The records:
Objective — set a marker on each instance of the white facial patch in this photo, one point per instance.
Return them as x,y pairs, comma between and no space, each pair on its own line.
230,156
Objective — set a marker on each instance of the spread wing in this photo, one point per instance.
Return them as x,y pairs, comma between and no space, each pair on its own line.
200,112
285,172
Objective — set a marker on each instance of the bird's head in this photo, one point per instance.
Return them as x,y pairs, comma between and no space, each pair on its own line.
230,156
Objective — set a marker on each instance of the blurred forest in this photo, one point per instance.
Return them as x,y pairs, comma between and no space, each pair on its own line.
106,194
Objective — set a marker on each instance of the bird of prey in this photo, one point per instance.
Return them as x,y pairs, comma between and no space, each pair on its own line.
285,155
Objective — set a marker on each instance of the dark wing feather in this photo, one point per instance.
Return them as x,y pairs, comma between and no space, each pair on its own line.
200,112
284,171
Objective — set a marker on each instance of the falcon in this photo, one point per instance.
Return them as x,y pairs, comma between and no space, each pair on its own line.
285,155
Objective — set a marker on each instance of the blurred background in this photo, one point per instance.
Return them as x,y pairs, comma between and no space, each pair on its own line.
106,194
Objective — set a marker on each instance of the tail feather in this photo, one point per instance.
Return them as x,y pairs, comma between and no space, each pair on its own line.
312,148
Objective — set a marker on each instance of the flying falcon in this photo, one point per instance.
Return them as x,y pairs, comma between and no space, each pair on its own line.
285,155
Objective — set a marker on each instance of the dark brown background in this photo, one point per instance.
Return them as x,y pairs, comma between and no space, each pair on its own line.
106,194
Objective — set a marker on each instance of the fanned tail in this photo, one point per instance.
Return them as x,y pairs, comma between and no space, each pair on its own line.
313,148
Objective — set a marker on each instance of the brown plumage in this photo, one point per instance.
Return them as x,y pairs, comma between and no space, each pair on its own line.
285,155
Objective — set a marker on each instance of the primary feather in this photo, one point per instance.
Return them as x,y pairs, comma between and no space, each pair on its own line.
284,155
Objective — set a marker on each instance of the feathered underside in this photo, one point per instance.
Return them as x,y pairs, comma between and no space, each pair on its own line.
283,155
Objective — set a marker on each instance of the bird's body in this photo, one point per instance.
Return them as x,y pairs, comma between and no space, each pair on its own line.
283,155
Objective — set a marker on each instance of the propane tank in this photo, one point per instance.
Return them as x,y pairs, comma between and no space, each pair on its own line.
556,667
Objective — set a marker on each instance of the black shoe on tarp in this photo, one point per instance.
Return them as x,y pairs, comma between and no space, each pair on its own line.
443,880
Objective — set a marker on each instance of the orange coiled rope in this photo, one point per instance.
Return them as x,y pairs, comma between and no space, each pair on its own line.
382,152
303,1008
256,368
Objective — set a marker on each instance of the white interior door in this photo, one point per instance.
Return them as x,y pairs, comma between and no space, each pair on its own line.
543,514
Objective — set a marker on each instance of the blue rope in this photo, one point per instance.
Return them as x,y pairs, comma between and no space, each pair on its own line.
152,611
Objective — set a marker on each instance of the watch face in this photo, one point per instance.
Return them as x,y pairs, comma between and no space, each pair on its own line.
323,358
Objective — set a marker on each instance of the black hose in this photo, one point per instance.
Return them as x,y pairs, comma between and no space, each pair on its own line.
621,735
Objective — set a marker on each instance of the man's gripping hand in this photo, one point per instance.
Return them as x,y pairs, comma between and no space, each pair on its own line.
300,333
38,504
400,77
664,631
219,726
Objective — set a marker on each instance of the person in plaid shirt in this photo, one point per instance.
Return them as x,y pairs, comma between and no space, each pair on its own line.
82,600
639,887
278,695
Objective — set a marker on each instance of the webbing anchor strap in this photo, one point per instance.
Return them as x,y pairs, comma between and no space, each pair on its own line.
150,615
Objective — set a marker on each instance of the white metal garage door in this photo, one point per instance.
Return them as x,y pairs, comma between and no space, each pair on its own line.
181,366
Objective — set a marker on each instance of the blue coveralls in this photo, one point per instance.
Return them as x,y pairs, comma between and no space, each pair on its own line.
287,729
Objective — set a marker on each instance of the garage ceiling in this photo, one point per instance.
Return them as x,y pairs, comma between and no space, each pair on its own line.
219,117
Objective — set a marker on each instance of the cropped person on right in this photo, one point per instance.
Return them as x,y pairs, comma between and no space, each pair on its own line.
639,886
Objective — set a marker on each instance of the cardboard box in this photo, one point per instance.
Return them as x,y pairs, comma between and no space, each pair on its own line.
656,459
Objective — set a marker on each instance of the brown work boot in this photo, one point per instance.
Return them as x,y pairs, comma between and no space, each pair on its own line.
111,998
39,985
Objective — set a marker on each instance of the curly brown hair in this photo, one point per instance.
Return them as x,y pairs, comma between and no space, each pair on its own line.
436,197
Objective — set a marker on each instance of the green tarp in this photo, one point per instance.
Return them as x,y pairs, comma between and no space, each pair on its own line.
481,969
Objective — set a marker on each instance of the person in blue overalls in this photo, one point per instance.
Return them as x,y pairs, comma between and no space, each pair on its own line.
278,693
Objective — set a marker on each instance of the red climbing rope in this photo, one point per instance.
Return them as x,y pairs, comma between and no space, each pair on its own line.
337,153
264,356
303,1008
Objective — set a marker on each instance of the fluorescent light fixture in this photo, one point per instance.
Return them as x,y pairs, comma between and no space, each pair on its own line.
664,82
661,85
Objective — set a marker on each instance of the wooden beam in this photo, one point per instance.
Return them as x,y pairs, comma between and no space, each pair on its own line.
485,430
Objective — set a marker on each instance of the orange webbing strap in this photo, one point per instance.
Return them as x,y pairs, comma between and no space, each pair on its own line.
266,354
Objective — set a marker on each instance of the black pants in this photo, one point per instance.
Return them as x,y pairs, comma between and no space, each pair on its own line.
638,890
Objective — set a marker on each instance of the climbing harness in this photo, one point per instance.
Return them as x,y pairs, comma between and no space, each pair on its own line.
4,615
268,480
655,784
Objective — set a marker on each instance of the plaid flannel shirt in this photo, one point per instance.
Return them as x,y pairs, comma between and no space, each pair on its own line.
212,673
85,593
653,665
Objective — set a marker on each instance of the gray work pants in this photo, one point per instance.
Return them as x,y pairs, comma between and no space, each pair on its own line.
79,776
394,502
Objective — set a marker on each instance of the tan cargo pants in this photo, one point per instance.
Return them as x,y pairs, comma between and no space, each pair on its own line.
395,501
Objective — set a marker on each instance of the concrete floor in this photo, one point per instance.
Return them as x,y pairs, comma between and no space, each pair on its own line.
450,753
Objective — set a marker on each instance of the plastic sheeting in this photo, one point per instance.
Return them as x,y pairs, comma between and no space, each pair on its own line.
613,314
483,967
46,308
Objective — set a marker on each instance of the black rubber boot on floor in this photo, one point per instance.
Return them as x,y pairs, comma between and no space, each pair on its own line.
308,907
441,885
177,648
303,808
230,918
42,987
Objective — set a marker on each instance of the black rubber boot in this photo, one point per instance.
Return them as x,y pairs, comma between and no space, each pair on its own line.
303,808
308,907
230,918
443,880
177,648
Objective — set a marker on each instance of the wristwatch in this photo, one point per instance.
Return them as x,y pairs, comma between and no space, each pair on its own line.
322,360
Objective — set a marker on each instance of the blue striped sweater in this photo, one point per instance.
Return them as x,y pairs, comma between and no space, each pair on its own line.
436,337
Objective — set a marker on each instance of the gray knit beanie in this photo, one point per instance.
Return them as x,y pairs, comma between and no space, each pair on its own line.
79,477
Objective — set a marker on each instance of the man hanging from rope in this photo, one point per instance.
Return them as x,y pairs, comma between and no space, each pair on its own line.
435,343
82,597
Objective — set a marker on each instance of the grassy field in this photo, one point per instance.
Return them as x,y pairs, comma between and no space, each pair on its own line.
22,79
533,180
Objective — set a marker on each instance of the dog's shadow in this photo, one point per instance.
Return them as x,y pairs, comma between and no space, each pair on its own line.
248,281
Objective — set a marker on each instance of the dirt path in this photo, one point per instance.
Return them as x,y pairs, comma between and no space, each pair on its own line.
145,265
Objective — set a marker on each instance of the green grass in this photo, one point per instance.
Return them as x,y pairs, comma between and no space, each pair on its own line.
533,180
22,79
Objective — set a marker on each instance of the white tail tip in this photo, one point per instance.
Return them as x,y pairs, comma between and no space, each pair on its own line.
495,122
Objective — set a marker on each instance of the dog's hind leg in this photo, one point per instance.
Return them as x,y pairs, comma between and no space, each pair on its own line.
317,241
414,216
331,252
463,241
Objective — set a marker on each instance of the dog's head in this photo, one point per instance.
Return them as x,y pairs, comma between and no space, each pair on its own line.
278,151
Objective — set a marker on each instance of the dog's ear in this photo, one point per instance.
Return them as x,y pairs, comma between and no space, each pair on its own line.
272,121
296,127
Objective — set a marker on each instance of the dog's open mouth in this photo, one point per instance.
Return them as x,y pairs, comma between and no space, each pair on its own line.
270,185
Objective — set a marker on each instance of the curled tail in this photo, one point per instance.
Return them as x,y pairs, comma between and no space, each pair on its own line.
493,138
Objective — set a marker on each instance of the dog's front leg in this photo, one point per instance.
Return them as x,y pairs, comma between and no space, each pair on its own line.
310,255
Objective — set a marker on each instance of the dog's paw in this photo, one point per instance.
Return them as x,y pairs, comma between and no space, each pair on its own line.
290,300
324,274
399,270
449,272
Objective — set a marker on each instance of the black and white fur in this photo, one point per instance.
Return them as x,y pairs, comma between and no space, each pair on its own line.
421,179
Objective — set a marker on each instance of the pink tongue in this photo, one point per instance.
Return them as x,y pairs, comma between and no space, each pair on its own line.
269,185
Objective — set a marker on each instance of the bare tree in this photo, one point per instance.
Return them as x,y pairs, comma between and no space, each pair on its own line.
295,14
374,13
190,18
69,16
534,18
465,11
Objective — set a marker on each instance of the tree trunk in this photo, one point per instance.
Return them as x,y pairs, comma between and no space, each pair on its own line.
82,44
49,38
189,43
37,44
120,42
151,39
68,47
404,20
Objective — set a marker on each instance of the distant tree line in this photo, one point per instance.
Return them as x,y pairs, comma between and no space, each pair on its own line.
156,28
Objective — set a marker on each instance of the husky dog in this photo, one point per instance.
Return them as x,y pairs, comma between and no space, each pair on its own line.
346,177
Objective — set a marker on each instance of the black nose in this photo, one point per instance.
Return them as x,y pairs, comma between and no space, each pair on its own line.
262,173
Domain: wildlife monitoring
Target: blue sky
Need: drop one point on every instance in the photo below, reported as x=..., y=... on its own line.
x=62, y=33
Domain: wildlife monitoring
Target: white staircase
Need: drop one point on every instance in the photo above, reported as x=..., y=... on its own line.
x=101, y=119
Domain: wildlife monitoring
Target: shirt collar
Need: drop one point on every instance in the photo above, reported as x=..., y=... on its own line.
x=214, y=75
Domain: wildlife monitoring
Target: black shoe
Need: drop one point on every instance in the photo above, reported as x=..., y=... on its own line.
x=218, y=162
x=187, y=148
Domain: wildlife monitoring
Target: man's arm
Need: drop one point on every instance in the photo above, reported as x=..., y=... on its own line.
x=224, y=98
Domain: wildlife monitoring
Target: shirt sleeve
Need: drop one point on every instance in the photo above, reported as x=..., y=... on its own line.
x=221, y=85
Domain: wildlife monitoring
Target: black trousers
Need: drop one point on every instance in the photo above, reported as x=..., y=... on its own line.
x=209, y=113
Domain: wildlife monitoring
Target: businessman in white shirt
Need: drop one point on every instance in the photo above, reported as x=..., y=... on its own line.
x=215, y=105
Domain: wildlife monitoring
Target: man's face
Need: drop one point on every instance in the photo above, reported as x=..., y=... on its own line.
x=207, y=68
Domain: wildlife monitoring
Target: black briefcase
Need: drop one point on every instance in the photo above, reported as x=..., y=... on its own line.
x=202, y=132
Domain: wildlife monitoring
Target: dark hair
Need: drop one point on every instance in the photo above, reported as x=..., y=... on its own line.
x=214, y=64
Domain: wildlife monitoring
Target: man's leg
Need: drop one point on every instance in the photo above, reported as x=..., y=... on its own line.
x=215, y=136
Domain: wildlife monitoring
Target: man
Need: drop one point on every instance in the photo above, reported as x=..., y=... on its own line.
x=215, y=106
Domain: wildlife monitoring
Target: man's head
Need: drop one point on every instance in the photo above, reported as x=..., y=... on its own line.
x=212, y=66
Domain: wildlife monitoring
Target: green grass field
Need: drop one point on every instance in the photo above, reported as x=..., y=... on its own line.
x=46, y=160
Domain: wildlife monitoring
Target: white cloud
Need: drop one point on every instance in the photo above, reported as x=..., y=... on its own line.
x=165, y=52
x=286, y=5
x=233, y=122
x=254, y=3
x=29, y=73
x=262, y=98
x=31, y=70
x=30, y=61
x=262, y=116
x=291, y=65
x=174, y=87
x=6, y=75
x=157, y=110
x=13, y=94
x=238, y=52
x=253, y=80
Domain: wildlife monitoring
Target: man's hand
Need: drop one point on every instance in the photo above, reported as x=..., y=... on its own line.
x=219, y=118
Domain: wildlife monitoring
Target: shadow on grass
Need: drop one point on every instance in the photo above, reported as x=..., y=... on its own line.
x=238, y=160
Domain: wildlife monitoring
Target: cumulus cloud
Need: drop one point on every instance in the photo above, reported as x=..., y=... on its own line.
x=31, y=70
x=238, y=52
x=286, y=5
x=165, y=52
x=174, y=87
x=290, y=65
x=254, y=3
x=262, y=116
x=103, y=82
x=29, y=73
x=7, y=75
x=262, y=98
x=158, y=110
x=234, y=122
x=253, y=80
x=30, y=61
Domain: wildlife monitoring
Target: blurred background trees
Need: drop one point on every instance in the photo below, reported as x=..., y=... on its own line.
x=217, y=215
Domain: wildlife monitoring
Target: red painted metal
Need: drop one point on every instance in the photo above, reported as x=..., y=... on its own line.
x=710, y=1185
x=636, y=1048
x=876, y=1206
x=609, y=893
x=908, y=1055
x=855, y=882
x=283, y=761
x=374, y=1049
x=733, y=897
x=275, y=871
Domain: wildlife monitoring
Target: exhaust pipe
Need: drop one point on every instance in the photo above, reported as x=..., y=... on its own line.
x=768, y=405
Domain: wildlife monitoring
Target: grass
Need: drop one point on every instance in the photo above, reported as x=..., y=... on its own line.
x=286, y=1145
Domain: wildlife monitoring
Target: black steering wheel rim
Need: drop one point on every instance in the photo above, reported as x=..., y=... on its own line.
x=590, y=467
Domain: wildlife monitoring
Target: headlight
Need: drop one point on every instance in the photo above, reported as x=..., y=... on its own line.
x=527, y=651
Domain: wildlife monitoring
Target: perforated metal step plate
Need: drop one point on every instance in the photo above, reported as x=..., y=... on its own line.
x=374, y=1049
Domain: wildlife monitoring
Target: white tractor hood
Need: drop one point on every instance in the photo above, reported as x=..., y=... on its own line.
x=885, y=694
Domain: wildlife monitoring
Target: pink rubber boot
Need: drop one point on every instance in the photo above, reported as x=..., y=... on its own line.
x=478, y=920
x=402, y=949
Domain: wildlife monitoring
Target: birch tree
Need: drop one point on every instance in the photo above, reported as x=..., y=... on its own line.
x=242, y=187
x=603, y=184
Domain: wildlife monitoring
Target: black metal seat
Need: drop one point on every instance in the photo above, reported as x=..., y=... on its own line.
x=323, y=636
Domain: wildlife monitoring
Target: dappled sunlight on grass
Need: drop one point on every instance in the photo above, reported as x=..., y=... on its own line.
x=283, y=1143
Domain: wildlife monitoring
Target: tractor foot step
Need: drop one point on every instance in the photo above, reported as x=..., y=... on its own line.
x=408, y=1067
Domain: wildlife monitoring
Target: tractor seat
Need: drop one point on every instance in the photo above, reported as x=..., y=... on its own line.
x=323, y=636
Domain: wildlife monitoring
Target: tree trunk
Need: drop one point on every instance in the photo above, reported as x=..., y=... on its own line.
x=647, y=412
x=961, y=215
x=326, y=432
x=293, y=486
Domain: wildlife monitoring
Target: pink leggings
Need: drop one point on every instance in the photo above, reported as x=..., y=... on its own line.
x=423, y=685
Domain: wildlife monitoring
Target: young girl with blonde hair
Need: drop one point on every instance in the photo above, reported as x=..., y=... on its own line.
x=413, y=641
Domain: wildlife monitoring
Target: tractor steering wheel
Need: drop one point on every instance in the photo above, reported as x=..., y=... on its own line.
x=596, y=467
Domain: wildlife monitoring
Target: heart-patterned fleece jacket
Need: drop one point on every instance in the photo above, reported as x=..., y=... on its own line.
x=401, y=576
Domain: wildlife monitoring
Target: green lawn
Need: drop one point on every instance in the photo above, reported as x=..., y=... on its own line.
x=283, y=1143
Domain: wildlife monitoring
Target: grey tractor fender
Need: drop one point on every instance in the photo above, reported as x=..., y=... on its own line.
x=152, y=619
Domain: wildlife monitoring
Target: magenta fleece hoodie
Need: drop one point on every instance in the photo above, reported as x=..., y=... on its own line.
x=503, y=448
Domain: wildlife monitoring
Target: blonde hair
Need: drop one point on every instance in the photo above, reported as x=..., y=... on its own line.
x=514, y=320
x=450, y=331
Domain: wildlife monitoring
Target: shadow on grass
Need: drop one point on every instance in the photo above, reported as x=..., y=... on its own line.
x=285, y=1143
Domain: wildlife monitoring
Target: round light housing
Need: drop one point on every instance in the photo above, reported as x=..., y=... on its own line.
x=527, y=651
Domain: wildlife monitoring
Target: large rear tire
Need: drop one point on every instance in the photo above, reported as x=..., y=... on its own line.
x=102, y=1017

What you will do: State how many lines of the listing include the word "seat". Reply with the number alone.

Response to the task: 2